§ **Problem description**: Starting with the line that contains "Guideline: one keypoint for each instance of the red" and going on through the end of the data, write those lines out again with "vending machine" swapped for "parking meter" and nothing else altered.

§ **Records for this exercise**:
-------

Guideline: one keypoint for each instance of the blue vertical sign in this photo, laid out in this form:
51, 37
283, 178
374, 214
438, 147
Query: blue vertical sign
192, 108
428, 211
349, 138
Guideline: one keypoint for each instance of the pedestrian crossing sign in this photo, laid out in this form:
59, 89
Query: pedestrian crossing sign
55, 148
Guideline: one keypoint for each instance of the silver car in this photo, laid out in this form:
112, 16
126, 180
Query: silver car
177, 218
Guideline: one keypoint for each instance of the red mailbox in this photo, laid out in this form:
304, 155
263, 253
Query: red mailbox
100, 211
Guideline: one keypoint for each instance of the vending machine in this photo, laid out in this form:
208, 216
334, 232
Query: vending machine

-------

§ **Solution to the exercise**:
Guideline: one keypoint for each instance of the red mailbox in this photo, laid out in this form:
304, 155
263, 253
Query: red mailbox
100, 211
Guideline: one keypoint for each instance of the parking meter in this photo, laid out in this form:
208, 216
334, 232
Query: parking meter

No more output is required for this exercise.